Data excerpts
• • •

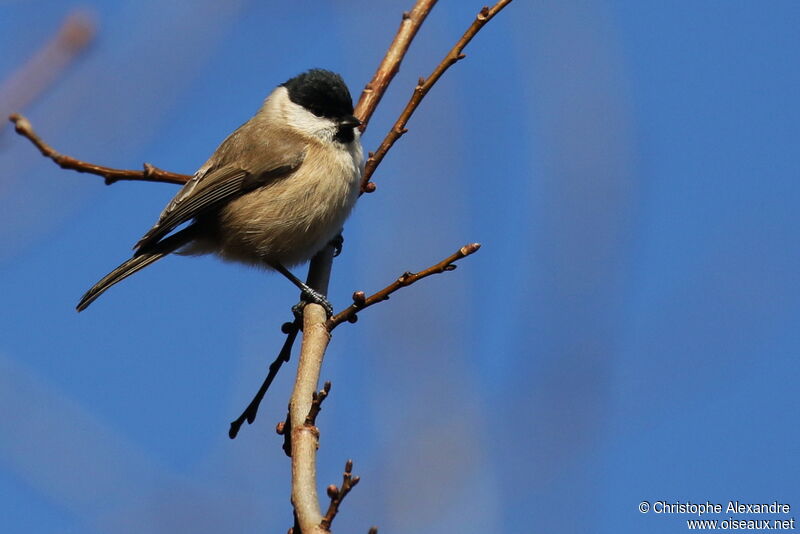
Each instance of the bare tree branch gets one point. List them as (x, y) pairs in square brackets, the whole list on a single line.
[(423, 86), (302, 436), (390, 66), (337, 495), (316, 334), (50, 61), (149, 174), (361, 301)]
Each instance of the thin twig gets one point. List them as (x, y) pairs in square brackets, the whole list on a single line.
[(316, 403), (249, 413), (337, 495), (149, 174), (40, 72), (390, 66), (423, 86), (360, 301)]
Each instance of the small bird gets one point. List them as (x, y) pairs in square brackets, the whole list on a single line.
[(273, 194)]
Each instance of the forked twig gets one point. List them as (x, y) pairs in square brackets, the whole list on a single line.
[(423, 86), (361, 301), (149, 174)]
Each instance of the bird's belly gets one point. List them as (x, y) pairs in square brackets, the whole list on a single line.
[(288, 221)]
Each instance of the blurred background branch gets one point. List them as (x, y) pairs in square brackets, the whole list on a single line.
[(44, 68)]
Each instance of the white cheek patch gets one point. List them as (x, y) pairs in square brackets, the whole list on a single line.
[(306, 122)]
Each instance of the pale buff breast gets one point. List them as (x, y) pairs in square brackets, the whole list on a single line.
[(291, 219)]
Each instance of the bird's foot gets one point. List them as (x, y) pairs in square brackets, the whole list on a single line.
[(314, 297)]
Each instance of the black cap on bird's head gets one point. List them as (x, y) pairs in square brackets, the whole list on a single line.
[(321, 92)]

• • •

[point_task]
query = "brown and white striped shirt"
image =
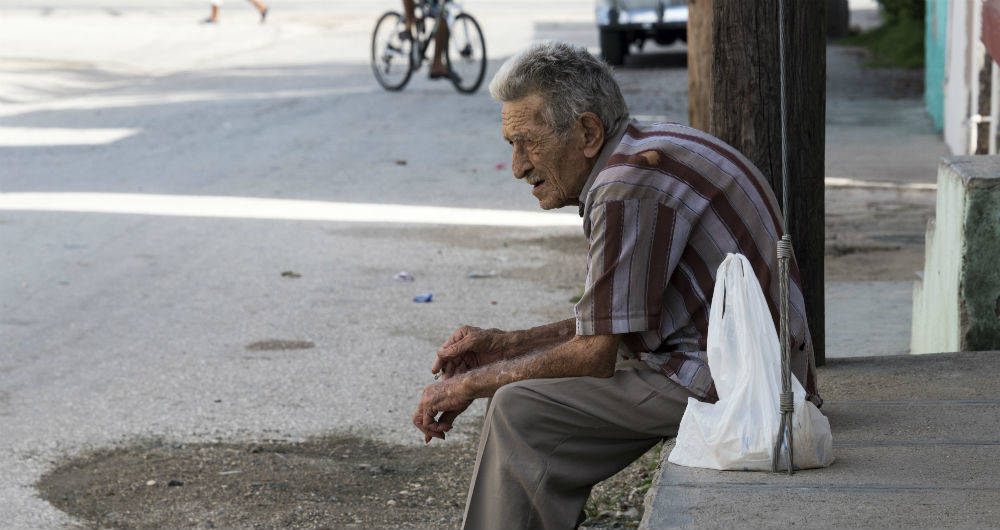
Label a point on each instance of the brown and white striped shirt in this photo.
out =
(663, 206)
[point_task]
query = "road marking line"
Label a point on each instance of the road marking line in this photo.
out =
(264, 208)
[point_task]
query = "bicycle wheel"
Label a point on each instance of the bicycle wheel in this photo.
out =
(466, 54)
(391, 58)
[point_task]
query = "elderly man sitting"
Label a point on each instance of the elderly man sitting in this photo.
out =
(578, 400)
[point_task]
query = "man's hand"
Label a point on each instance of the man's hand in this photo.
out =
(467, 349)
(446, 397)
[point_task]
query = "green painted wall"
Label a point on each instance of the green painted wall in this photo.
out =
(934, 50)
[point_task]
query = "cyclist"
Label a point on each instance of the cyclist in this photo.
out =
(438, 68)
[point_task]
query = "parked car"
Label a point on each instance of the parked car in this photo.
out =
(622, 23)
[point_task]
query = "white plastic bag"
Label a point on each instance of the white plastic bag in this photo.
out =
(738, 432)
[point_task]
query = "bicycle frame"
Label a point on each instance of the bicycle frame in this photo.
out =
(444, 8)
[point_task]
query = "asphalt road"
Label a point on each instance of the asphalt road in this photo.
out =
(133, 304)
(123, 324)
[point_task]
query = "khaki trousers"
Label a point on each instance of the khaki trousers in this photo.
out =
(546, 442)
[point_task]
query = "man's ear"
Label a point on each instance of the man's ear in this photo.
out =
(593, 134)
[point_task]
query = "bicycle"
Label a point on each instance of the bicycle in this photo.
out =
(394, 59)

• • •

§ The problem: Wherever the word "brown" appears in a line of the data, copy that line.

§ Output below:
query = "brown and white striped shirt"
Label a point on each instance of the brown and white striped shirt in this photo.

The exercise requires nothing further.